INPUT
• • • • • • •
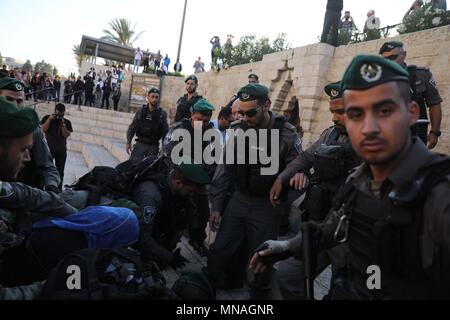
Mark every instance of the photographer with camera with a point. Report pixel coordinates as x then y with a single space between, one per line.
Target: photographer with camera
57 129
• • • • • • •
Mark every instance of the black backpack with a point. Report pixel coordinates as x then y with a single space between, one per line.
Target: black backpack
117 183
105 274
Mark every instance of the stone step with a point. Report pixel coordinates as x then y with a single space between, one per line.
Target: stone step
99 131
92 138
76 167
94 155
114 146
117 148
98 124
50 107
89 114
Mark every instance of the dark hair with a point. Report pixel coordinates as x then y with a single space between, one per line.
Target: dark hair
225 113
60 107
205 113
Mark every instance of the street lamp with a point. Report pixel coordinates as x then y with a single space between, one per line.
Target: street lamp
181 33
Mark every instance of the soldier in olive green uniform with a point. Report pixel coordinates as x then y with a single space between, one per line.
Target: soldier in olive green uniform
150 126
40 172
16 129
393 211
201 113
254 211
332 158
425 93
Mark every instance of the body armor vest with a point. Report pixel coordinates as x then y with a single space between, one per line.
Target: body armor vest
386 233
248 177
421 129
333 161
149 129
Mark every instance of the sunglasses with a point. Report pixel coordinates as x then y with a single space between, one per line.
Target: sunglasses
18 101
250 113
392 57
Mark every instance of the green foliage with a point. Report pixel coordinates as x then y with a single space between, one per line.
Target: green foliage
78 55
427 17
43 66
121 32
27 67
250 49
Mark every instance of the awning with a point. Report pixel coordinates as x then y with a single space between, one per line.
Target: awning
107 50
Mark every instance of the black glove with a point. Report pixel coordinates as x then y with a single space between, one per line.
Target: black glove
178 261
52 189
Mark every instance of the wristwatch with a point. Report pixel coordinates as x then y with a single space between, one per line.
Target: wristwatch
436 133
• • • • • • •
EXERCISE REQUIREMENTS
Collect every line of the listing above that contains the string "dark", matching case exactly.

EXERCISE RESPONSE
Mark every instance of the dark hair with a point. Report pixel coordinates as x then y with a single space between, one per line.
Target: dark hair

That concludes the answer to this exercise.